▶ _REQUIREMENT_
Reproduce every line of all the items below, including the requests but leaving out the pictures, and shift each number in the answers (the viewBox values and the path coordinates) upward by 14.

▶ _STORED ROWS_
###

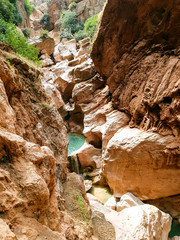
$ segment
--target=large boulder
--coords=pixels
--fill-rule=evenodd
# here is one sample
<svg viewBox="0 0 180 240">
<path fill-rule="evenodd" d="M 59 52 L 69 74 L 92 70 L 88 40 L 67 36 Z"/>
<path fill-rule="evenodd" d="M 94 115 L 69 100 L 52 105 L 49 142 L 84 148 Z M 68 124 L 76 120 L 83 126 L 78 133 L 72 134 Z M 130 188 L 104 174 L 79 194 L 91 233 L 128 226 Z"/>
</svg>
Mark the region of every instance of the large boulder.
<svg viewBox="0 0 180 240">
<path fill-rule="evenodd" d="M 100 169 L 101 167 L 101 149 L 85 143 L 80 149 L 73 152 L 73 155 L 78 156 L 81 167 L 92 167 L 93 169 Z"/>
<path fill-rule="evenodd" d="M 120 212 L 125 208 L 135 207 L 143 204 L 144 203 L 135 197 L 132 193 L 126 193 L 121 196 L 120 201 L 117 203 L 117 212 Z"/>
<path fill-rule="evenodd" d="M 15 234 L 10 230 L 9 226 L 2 219 L 0 219 L 0 239 L 17 240 Z"/>
<path fill-rule="evenodd" d="M 173 0 L 107 1 L 91 56 L 107 79 L 113 106 L 129 114 L 131 127 L 178 138 L 177 9 Z"/>
<path fill-rule="evenodd" d="M 117 131 L 104 153 L 104 174 L 113 194 L 130 191 L 140 199 L 179 194 L 178 158 L 168 151 L 172 141 L 135 128 Z"/>
<path fill-rule="evenodd" d="M 39 51 L 46 50 L 46 53 L 48 55 L 51 55 L 54 52 L 55 41 L 53 38 L 47 37 L 43 39 L 43 38 L 35 37 L 31 39 L 30 44 L 33 44 L 34 46 L 36 46 Z"/>
<path fill-rule="evenodd" d="M 92 208 L 92 221 L 100 239 L 168 239 L 172 219 L 169 214 L 163 213 L 158 208 L 144 204 L 126 208 L 118 213 L 103 206 L 90 195 L 88 195 L 88 198 Z M 100 225 L 102 225 L 102 228 L 97 228 Z M 105 226 L 111 230 L 106 230 L 107 236 L 104 238 L 105 233 L 102 233 L 102 229 L 104 230 Z"/>
</svg>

###

▶ _REPLY TO THE EXERCISE_
$ segment
--target=large boulder
--coords=pixels
--fill-rule=evenodd
# here is one sample
<svg viewBox="0 0 180 240">
<path fill-rule="evenodd" d="M 59 52 L 69 74 L 92 70 L 88 40 L 67 36 Z"/>
<path fill-rule="evenodd" d="M 94 115 L 69 100 L 52 105 L 49 142 L 84 148 Z M 68 124 L 76 120 L 83 126 L 78 133 L 72 134 Z M 130 188 L 104 174 L 79 194 L 91 233 L 128 226 Z"/>
</svg>
Mark the region of every instance of the large boulder.
<svg viewBox="14 14 194 254">
<path fill-rule="evenodd" d="M 114 183 L 115 181 L 115 163 L 99 157 L 94 163 L 87 166 L 87 169 L 92 170 L 95 181 L 106 181 L 107 183 Z"/>
<path fill-rule="evenodd" d="M 134 226 L 139 222 L 149 221 L 157 218 L 158 217 L 149 211 L 146 207 L 140 207 L 135 210 L 134 215 L 131 217 L 131 226 Z"/>
<path fill-rule="evenodd" d="M 29 248 L 24 244 L 23 240 L 16 233 L 14 233 L 14 253 L 31 254 Z"/>
<path fill-rule="evenodd" d="M 187 14 L 121 15 L 105 70 L 121 93 L 127 120 L 143 128 L 145 141 L 192 152 L 191 23 Z"/>
<path fill-rule="evenodd" d="M 131 145 L 118 167 L 118 188 L 127 208 L 144 205 L 154 213 L 193 208 L 192 172 L 182 165 L 186 155 L 149 142 Z"/>
<path fill-rule="evenodd" d="M 53 65 L 60 64 L 60 67 L 62 69 L 65 69 L 68 66 L 69 55 L 67 52 L 61 51 L 57 53 L 57 52 L 49 51 L 45 53 L 44 58 L 47 58 L 48 60 L 50 60 Z"/>
<path fill-rule="evenodd" d="M 106 222 L 106 235 L 114 253 L 182 253 L 186 233 L 183 228 L 177 227 L 172 222 L 158 218 L 140 222 L 132 227 L 117 220 L 104 209 L 102 209 L 102 212 Z M 114 239 L 116 239 L 116 242 L 111 242 Z M 119 240 L 125 244 L 120 244 L 121 250 L 118 252 L 119 247 L 116 247 L 116 243 L 118 244 Z"/>
</svg>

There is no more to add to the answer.